[TASK TO CARRY OUT]
Copy every record below exactly as written, but leave out the pictures.

[SOURCE DATA]
--------------------

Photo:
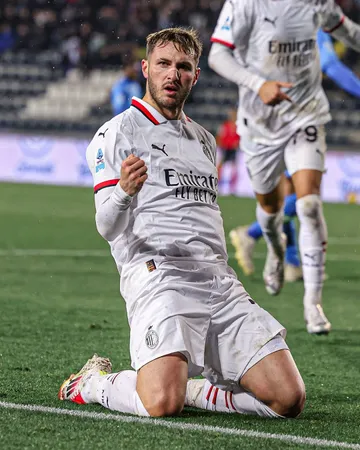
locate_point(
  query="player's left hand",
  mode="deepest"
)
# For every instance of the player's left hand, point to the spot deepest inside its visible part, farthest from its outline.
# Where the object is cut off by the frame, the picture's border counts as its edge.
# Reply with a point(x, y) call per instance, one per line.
point(133, 175)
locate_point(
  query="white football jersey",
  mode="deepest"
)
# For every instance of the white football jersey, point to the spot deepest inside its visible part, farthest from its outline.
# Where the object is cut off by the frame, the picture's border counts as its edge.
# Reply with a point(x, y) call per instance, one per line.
point(175, 216)
point(276, 39)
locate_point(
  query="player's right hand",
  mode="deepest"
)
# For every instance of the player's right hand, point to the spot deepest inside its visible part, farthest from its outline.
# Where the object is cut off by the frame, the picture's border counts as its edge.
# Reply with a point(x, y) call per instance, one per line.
point(133, 175)
point(271, 93)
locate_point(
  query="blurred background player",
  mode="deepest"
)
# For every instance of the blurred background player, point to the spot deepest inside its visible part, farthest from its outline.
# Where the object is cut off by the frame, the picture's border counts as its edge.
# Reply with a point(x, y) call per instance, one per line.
point(244, 238)
point(125, 88)
point(268, 50)
point(228, 142)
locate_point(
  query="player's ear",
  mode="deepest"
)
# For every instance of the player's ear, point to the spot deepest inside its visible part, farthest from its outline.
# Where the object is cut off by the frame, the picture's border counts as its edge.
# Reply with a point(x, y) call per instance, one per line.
point(144, 67)
point(197, 74)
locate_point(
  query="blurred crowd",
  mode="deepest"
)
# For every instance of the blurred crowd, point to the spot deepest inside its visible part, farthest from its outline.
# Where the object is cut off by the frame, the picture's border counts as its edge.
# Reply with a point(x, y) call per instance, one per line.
point(94, 33)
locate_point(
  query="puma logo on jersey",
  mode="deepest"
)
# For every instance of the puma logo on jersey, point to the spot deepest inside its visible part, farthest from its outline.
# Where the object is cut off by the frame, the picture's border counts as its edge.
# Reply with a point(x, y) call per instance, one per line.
point(272, 21)
point(103, 134)
point(312, 257)
point(155, 147)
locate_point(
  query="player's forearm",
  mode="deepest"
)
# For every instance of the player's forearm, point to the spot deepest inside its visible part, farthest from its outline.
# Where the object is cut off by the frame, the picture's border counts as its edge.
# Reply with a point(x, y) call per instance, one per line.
point(112, 215)
point(344, 78)
point(348, 33)
point(222, 61)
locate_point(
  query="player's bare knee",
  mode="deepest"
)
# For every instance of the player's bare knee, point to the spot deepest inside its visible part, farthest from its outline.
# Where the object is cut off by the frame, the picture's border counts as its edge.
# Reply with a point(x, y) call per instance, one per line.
point(163, 404)
point(309, 208)
point(291, 402)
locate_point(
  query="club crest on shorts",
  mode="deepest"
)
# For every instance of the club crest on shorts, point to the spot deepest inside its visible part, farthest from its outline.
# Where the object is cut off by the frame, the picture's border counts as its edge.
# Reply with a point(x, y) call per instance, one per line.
point(151, 266)
point(151, 338)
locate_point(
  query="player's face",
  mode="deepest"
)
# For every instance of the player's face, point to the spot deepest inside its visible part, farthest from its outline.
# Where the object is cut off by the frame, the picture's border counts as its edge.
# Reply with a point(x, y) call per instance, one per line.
point(170, 76)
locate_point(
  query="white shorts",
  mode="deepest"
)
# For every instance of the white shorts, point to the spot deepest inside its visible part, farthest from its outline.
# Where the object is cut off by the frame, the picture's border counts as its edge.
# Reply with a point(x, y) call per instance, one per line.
point(204, 313)
point(306, 149)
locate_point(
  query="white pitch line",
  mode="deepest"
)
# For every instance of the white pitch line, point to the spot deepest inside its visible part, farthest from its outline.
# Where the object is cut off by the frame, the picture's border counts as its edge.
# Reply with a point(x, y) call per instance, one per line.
point(69, 253)
point(182, 426)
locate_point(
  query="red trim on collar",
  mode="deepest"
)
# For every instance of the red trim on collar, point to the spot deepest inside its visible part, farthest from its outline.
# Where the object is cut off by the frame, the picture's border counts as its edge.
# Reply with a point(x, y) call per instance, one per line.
point(144, 111)
point(220, 41)
point(336, 26)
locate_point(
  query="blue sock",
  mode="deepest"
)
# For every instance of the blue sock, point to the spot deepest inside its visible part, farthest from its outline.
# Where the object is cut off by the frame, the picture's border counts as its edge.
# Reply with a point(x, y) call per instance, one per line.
point(254, 231)
point(290, 205)
point(291, 254)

--------------------

[CORRECT OUTPUT]
Photo:
locate_point(
  query="player's left hand",
  mode="deepest"
)
# For every instance of the player's left hand, point to the spot deepest inside its visible part, farthest from its outline.
# Where the object is cut off by the frame, the picture's border counts as its edge.
# Reply with a point(x, y) call per instance, one per line.
point(133, 175)
locate_point(
  query="white football jersey",
  mode="deepest"
)
# For every instance of the white football jersey, point to the spot deepest inside its visible part, farthest from its outline.
# Where the object is cut off by the frame, the picture's border counts as its edge.
# Reply with a point(x, y) call per instance, one per line.
point(175, 216)
point(276, 39)
locate_point(
  query="player's right hand",
  mode="deepest"
)
# For every instance of the player's right hand, point to the spot deepest inside its visible part, farthest from its outline.
# Where the object is cut off by the frame, the picture's border counts as its edge.
# Reply with a point(x, y) call per instance, one per line.
point(133, 175)
point(271, 93)
locate_point(
  query="blurred background player",
  mode="deepest"
)
# For every instance of the blurred background player, point to the spot deepest inside its visible part, farthest from its outline.
# Where the object is cut off by the frame, the picture's border counts as its edge.
# Reply with a point(x, y) call per instance, one per line.
point(244, 238)
point(125, 88)
point(268, 50)
point(228, 142)
locate_point(
  query="player's ear",
  mode="deepest"
)
# For every instance of the player's ear, point to the spot deepest inside its visible part, farthest from its outline.
# Where the object is cut off by the frame, the picture's border counts as its edge.
# Reply with a point(x, y) call per instance, one per line.
point(144, 67)
point(197, 74)
locate_point(
  query="blurred crowd",
  mode="deepest"
)
# For every instance of the blurred crowd, point to the spot deepest inside its visible part, farthest from its outline.
# Where the object is cut off by the frame, the picture's border counts as its edge.
# Reply with a point(x, y) call per instance, one per line.
point(94, 33)
locate_point(
  query="puma logo on jersey",
  mode="deepest"
)
# For every instance of the puma logo on jersey, point to the spot deepest inside its visible part, farthest from its outline.
# Where the object is cut off by the frame, the picture's border counts as its edge.
# Reply with a point(x, y) call per instance, one per line.
point(272, 21)
point(103, 134)
point(312, 257)
point(155, 147)
locate_point(
  query="player's forearm",
  mode="deepest"
)
# For every instance of the player's forearm, point to the spot deepest inside its visible part, farthest from its outline.
# Where the object is cut off by the frame, the picture's border counts as its edge.
# Reply with a point(x, y) call per instance, one per line.
point(112, 215)
point(344, 78)
point(348, 33)
point(222, 61)
locate_point(
  query="player's bare knee",
  mode="deepest"
)
# For every instance of the player's bare knee, point to the spot deepest inside its visible part, farthest from its outline.
# Where the object is cut off by the frame, the picture's border counts as its edge.
# Reply with a point(x, y) call per instance, one per line.
point(163, 404)
point(309, 208)
point(291, 402)
locate_point(
  query="club crest on shorts",
  mode="deepest"
)
# For every instance of the club crest on shorts, point to the spot deepest inside its visible part, farthest from its outline.
# Where the object is cut off by the frame, the picture's border counts as its edge.
# Reply with a point(x, y) call per instance, one per line.
point(151, 266)
point(151, 338)
locate_point(
  query="player's face",
  mode="deepest"
)
# For every instance of the player's face, point to the spot deepest inside its visible part, farthest from its outline.
# Where the object is cut off by the frame, the picture's border counts as its edge.
# Reply with a point(x, y) call per instance, one per line.
point(170, 76)
locate_point(
  query="white shorts",
  mode="deepest"
)
# For every instance of the white shorts, point to the spot deepest inside its visible part, farthest from its outline.
# Where the object is cut off by the frame, the picture's border counts as its edge.
# Reply with a point(x, y) call per instance, one per line.
point(204, 313)
point(306, 149)
locate_point(
  query="white pitch line",
  mode="deepest"
)
# For every instance of the white pitch line, point to the spot deepest inside its visible part, farthest from its outline.
# Where the object is cut off by the frame, the picture's border counts as its edge.
# Reply with a point(x, y) call per instance, one per line.
point(69, 253)
point(182, 426)
locate_point(
  query="red trim on collar",
  mode="deepest"
)
# For every instance of the red trim on collar, point to the spot deepest inside its visible part, farthest from its outline.
# Where the object is cut off by the frame, the picture's border counts as its edge.
# Reply with a point(x, y) call per instance, one per line.
point(144, 111)
point(220, 41)
point(336, 26)
locate_point(
  query="blue sock",
  mode="deepest"
)
# For every instance of the blue sock, point to the spot deepest inside its visible part, farthest from its outline.
# Where the object is cut off by the frame, the picture's border counts as its edge.
# Reply with a point(x, y) call per instance, one per line.
point(254, 231)
point(290, 205)
point(291, 254)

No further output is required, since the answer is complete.